• GIVEN TASK: What is needed is the run of lines from the one with "In this exercise you will indicate the striped" through the close of the data, set down exactly.

• RECORDS FOR THIS EXERCISE:

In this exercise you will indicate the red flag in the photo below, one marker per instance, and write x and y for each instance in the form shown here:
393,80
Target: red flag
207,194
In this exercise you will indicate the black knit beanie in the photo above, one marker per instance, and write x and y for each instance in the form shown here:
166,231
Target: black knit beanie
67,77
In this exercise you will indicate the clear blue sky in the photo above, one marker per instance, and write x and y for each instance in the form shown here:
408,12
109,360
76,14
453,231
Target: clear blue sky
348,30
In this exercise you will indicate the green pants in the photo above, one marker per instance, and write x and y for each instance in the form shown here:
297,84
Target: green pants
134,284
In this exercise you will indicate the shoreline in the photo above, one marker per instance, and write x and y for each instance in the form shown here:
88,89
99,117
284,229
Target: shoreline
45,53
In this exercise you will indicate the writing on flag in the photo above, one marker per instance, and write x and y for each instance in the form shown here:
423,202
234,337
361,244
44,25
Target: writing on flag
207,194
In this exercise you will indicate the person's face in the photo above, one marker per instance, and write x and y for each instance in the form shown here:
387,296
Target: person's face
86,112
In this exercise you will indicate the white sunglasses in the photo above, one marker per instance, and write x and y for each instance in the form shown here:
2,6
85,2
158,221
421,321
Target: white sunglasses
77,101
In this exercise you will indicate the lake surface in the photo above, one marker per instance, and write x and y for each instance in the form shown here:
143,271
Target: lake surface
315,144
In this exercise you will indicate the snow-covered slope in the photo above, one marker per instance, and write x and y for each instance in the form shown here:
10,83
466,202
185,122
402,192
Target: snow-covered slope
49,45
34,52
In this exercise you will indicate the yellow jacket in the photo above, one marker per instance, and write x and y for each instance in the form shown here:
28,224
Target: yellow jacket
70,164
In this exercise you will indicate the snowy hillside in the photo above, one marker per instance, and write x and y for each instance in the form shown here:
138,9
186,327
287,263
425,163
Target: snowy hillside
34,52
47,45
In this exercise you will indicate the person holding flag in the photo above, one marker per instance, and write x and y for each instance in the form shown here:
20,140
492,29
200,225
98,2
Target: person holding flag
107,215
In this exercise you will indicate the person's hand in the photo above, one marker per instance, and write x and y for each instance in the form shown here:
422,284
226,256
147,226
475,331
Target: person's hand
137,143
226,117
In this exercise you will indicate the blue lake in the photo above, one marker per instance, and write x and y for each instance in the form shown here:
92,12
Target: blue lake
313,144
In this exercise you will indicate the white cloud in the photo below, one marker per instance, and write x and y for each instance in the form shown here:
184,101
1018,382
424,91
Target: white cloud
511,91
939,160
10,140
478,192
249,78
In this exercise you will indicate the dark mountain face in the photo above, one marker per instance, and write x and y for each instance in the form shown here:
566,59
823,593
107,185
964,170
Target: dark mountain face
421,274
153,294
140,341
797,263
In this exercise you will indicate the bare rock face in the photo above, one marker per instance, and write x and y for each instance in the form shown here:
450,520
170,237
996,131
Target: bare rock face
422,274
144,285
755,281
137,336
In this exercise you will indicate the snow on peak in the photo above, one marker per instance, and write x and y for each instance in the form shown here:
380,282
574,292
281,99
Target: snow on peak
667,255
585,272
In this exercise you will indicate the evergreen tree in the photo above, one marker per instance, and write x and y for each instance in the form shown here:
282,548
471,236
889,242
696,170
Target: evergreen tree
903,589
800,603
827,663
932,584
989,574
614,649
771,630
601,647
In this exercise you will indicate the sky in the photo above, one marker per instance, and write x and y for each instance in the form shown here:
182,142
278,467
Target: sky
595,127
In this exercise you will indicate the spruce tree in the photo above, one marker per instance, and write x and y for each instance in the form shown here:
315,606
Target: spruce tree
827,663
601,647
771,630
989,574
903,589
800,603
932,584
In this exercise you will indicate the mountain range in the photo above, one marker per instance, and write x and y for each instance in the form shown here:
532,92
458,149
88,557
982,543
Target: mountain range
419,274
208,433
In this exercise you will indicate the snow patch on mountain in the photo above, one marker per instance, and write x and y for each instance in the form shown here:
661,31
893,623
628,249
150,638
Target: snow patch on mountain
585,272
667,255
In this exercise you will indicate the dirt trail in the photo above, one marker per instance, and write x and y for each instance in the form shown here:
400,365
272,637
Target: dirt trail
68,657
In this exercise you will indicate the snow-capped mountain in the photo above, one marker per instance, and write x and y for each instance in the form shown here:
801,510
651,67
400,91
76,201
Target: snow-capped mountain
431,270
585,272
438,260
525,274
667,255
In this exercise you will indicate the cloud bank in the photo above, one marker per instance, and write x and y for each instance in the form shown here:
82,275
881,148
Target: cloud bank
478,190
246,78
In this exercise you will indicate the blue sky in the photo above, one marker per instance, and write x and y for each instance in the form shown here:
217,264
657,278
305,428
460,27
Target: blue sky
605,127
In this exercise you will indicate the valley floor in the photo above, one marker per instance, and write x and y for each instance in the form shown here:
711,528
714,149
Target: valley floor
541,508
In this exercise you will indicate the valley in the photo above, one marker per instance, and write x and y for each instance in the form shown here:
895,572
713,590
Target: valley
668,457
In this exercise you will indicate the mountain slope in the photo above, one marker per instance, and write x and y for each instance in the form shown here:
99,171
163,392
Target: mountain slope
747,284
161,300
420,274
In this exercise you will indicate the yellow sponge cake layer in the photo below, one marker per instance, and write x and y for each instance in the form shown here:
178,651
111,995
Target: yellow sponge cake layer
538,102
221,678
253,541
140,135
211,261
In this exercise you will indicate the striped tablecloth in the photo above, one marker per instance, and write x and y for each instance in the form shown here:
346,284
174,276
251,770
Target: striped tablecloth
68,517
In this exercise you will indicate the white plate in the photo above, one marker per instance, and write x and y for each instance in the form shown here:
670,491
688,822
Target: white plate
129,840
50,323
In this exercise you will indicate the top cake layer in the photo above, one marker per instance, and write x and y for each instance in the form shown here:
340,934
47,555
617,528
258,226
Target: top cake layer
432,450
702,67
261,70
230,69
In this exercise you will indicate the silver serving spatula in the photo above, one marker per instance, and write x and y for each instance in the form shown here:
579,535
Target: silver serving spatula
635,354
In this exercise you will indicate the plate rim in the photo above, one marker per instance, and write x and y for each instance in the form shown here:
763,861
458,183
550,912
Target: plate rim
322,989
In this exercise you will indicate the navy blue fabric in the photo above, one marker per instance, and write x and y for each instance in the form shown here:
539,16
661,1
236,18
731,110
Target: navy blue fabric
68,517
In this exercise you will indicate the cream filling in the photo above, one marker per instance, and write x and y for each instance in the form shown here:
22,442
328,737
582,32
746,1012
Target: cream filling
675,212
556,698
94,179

• OUTPUT BELOW:
In this exercise you will indicate the striped tablecloth in the photo above, one marker per instance, and write x and y for each instance in the form shown here:
346,284
174,276
251,770
Target: striped tablecloth
68,517
In this exercise you will indicate the white plate in the photo above, one marker per instance, and write x and y for each instance in the form shown here:
670,491
688,822
Target: white plate
129,840
50,323
In this exercise you will indicate the top cake layer in the photo above, one marker per instance, and write x and y for each instance in the form shown here:
340,934
47,555
617,528
258,226
Target: top cake layer
432,450
702,67
261,70
230,69
In this exercise you will indicate the silver serving spatula in the photo above, one marker per instance, and write x and y for each instance in the form shown here:
579,535
Target: silver serving spatula
635,354
In this exercise you will indicate the plate rim in the photo above, one marker per instance, and write x and y for each instance in the form shown here:
763,861
458,183
550,912
Target: plate rim
322,989
In this exercise you will indicate the navy blue fabric in the photo above, one marker per instance, and write x and y for each instance in the form shown here:
539,16
661,1
236,18
731,110
Target: navy blue fabric
68,517
In this exercise you will indicate the cream filling in the photo above, one marker per instance, and write x and y for each instance in the form shown here:
22,442
328,737
582,32
746,1012
Target: cream filling
675,212
556,698
94,179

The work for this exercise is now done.